> **WORK ORDER**
Can you continue the account of the Air Canada inaugural flight from Montreal to New Delhi, starting after its last sentence?

> **TEXT UNDER STUDY**
*** Block opens ***
Air Canada Montreal to New Delhi – Booking/Boarding
Let’s just say that diplomatic relations between Canada and India have been strained recently, with Canada imposing several peculiar conditions on travel between the two countries. After a few unsuccessful attempts to route myself from Europe and Middle East (multiple flights cancellations), I stumbled upon this Montreal to New Delhi flight. I paid 79,900 Aeroplan points (and $104 in taxes) for YOW-YUL-DEL-BOM with the final segment on Vistara airlines (Aeroplan partner). Unbeknown to me, I was booked on the inaugural flight from Montreal to New Delhi, a welcome surprise.
After spending some time at the Air Canada Maple Leaf lounge (International), I made my way to the gate few minutes early, rather excited. Given that this was an inaugural flight, I was hoping to see some media event, perhaps ribbon cutting? Instead, what waited for me was an overcrowded gate area, with several people already in long lineups, with no signs of a boarding call. Air Canada staff was already walking up and down the lineup doing a visual check on the size of those carry-on bags, which were atleast twice the allowable size in most cases. The pre-boarding announcement started with repeated plea from AC staff to check-in oversized bag as the flight was full.
*** Block closes ***
> **STORED DATA**
*** Block opens ***
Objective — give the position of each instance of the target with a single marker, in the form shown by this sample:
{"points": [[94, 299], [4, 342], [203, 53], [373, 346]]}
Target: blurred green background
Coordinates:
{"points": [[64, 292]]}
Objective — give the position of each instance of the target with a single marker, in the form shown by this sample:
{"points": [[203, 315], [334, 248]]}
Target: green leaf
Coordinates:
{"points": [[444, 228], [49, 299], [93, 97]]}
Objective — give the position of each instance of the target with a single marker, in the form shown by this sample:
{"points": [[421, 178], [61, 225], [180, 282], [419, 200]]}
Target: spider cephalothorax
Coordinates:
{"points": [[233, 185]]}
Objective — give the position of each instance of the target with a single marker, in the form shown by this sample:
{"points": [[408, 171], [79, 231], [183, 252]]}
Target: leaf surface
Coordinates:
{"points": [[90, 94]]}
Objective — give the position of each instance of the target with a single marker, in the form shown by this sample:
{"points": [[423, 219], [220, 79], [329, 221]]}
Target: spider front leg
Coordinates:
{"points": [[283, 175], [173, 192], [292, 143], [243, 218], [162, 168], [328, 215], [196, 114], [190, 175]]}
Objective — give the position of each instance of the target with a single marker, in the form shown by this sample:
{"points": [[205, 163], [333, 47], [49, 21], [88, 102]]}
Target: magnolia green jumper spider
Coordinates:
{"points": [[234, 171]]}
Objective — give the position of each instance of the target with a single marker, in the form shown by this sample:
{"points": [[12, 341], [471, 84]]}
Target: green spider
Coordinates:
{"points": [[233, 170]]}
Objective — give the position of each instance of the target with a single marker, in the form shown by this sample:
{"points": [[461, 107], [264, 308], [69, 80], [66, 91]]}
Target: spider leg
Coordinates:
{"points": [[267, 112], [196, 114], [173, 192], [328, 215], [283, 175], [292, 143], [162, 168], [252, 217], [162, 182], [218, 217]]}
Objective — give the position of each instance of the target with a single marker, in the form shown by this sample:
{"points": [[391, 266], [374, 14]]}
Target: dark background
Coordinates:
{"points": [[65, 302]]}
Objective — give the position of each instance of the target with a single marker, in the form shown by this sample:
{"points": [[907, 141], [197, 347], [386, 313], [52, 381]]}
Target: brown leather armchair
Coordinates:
*** Block closes ***
> **RESPONSE TO THE TASK**
I am just going to come out and say it – folks from my part of the world love carrying bags, overweight, oversized, and generally do not care for airline regulations around baggage. And we line up well in advance for access to the overhead bins for our oversized baggage.
Luckily for me, Zone 1 boarding was rather easy, and I was able to board the flight without any altercations with AC staff, over the size of my carry-on.
The Signature Class Cabin onboard the Boeing 787-9, is a 1-2-1 configuration in a reverse herringbone setup (seats angled towards window). I was on seat 2A for my 14 hour journey to New Delhi.
Air Canada Montreal to New Delhi – Seat 2A
I love Air Canada’s Signature Cabin – the Executive pods are elegant, and offer good privacy and comfort – including a seat massage function. If you like measuring the seat in number of windows you have access to, the executive pods in signature class offer 2 full oversized Dreamliner windows worth of space.
A bottle of water, pair of noise cancelling headphones, and an amenity kit were already placed at my seat upon boarding. With plenty of space for little knickknacks, the pod itself is very accessible. Be it the retractable tray table tucked under the tv screen, storage space by the window, or the large footwell to place shoes, and small bag, the pod is well designed.
The in-flight entertainment system is impressive and offers a very response touch-screen tv, as well as a handheld control with a crisp screen for gaming.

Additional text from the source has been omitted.